> [REQUIREMENT] Please format the records below as a Markdown table with the columns "Row" and "Line text", leaving out blank lines. Include only the lines starting at the one that contains "Accessibility service: describe where the dark band" and ending at the one that contains "[42,35,192,64]", both included.

> [STORED DATA]
**********

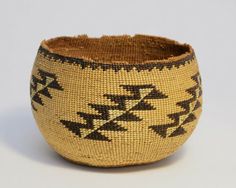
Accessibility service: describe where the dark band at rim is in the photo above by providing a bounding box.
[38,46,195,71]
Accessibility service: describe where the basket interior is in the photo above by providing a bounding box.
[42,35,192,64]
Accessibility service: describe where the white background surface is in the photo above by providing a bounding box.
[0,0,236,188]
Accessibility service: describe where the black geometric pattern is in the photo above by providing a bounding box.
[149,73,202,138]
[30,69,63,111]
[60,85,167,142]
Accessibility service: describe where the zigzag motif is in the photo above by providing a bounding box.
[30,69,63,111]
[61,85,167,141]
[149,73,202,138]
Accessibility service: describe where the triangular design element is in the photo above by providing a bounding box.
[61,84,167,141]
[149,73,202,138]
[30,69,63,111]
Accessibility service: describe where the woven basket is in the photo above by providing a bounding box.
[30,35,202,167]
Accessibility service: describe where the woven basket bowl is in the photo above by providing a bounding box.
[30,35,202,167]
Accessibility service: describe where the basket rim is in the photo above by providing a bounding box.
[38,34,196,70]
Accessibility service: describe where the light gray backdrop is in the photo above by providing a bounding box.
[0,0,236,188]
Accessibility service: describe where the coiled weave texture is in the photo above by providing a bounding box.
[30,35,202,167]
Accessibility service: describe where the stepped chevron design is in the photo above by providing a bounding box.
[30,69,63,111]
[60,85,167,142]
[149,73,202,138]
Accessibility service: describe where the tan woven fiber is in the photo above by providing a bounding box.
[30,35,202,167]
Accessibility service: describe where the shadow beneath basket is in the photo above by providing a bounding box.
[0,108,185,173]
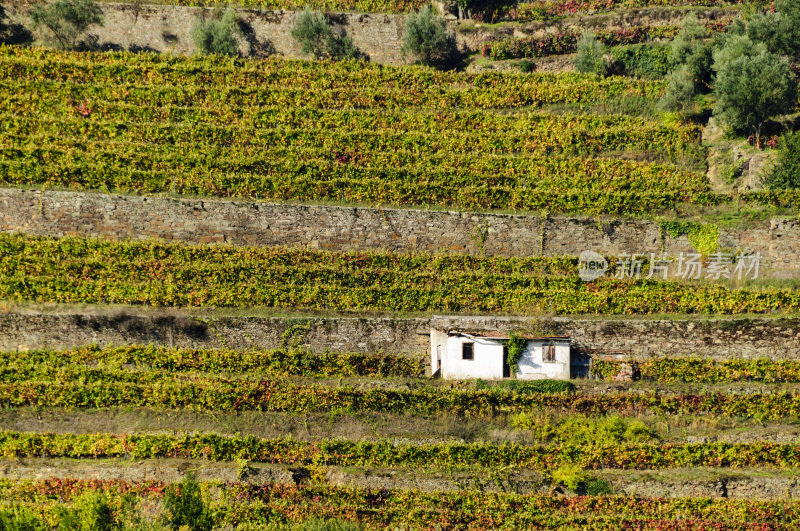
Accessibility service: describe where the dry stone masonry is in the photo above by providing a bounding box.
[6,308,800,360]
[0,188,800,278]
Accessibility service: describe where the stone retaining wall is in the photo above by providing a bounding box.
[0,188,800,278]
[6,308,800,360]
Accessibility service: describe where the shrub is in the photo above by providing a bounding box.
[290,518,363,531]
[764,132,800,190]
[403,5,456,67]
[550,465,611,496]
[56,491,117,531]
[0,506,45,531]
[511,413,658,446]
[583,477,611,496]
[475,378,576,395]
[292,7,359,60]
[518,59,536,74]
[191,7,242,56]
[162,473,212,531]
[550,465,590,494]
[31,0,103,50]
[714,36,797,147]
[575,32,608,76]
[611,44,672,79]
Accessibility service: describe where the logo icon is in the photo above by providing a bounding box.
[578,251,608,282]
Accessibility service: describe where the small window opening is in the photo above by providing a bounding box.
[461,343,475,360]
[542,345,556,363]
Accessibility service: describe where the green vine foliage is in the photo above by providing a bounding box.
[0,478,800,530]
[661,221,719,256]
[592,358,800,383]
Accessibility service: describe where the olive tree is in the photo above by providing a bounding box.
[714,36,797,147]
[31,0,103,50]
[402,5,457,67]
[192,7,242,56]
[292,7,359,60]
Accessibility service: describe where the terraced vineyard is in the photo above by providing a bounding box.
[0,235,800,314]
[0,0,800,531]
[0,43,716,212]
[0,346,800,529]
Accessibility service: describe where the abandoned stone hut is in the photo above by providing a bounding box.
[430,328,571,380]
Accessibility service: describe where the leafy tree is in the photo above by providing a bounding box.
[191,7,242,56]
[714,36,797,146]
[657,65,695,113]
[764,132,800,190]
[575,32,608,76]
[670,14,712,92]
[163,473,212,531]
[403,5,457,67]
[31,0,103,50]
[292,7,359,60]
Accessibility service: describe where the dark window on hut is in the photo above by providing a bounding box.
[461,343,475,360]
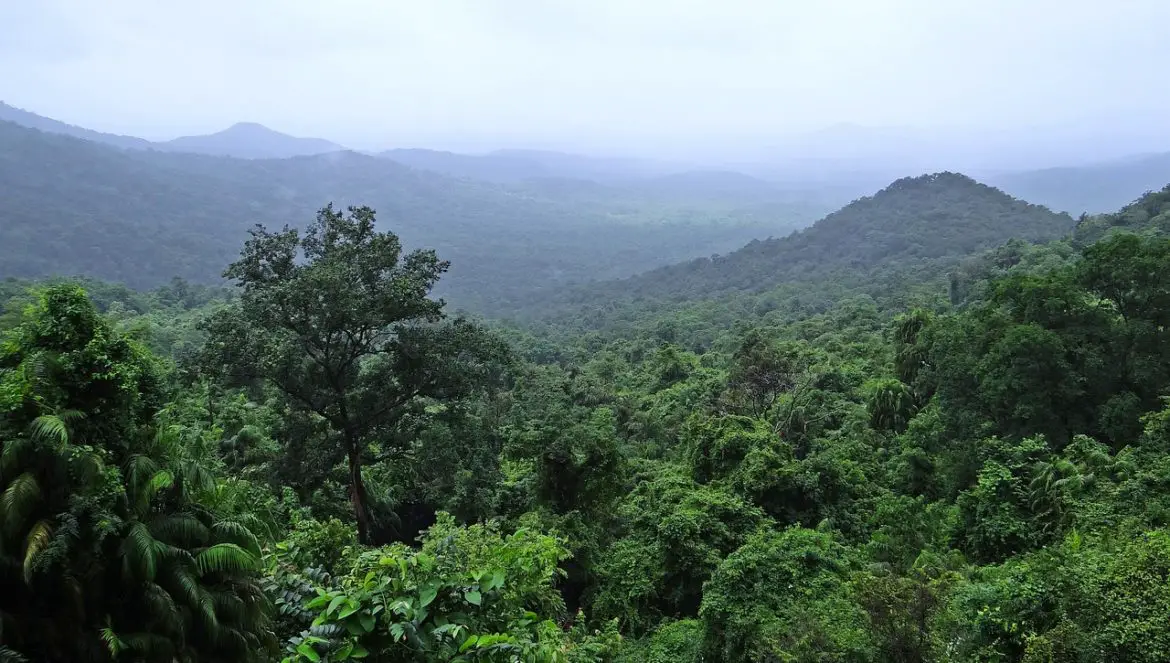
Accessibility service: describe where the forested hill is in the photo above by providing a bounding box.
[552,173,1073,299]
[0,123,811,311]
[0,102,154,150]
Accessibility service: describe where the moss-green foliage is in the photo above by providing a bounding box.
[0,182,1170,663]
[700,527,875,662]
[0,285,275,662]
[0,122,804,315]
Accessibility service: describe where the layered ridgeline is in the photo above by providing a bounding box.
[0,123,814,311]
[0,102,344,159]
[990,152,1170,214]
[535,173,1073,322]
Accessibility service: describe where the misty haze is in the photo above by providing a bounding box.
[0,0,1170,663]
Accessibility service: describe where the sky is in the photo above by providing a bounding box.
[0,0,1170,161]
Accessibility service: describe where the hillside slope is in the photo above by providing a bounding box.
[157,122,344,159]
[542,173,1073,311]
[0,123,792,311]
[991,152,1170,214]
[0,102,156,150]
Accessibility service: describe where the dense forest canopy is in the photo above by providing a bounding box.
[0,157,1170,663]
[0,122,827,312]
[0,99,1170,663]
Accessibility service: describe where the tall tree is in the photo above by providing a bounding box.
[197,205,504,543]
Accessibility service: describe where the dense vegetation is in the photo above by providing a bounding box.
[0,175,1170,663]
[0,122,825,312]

**********

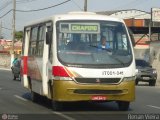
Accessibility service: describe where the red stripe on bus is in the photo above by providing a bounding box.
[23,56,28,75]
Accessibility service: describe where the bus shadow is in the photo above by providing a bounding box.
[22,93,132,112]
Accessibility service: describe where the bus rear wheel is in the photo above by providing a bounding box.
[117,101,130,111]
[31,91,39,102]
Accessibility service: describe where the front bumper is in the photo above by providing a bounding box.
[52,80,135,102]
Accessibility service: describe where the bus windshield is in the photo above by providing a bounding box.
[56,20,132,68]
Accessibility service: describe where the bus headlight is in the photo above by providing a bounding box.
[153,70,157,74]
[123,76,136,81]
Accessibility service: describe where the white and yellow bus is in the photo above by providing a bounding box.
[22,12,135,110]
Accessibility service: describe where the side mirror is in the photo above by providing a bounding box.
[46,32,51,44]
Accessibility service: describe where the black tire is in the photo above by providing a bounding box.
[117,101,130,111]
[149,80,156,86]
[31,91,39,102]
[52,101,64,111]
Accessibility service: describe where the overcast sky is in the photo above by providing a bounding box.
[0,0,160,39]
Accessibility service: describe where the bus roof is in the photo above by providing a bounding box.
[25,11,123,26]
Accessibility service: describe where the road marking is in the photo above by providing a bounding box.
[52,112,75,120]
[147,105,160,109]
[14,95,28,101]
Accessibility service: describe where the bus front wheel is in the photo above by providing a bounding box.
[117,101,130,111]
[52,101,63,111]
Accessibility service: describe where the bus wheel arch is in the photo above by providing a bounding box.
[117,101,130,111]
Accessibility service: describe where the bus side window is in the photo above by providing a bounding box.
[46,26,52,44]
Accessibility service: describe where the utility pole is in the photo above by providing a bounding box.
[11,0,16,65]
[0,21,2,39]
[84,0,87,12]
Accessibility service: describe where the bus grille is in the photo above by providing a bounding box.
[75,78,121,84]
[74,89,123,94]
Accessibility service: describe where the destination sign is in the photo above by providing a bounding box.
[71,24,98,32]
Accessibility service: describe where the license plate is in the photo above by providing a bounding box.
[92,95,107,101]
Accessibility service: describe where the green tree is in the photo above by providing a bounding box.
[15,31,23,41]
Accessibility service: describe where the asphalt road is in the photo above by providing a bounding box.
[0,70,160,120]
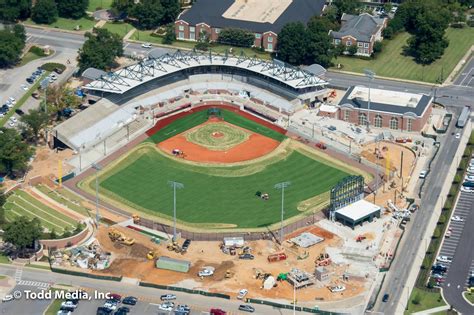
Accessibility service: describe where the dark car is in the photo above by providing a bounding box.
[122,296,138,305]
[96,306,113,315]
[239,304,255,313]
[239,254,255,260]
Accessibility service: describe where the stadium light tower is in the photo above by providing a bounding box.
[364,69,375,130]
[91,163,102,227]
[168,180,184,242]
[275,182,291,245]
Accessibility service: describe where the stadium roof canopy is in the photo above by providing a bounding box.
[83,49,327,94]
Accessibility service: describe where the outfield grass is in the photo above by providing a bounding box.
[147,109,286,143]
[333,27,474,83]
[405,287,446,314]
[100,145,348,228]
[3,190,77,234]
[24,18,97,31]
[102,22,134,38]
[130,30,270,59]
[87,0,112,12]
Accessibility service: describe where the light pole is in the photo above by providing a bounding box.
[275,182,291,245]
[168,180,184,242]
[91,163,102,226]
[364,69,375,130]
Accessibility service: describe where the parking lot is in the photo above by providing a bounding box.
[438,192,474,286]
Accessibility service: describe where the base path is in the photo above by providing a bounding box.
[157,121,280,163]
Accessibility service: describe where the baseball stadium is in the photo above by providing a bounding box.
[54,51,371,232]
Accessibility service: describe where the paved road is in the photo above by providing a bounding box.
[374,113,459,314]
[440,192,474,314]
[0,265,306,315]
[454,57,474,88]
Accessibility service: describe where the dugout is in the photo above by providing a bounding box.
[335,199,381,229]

**********

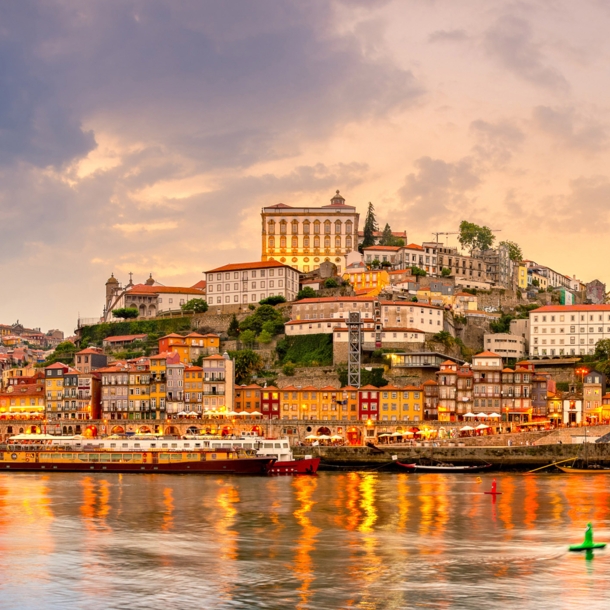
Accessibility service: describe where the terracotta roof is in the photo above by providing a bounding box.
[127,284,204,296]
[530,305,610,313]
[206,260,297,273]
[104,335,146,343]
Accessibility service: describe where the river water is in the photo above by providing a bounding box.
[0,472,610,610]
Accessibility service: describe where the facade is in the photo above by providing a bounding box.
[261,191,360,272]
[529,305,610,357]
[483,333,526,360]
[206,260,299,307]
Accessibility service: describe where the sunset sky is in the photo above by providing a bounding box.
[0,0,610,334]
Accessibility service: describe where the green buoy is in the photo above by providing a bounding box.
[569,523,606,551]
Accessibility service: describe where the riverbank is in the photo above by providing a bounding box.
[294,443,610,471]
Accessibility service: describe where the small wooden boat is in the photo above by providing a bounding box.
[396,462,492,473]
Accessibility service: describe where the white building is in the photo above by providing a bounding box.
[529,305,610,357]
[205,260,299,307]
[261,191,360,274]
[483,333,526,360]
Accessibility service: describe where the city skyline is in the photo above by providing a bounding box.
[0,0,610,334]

**********

> [WRITTEN SOLUTION]
| Row | Line text |
|---|---|
| 1 | Accessibility service: describe where the dark band at rim is in the photo above by providing a bounding box. |
| 2 | [38,46,195,71] |
| 3 | Accessibility service: describe where the basket interior is in the photo above by providing a bounding box. |
| 4 | [42,35,192,64] |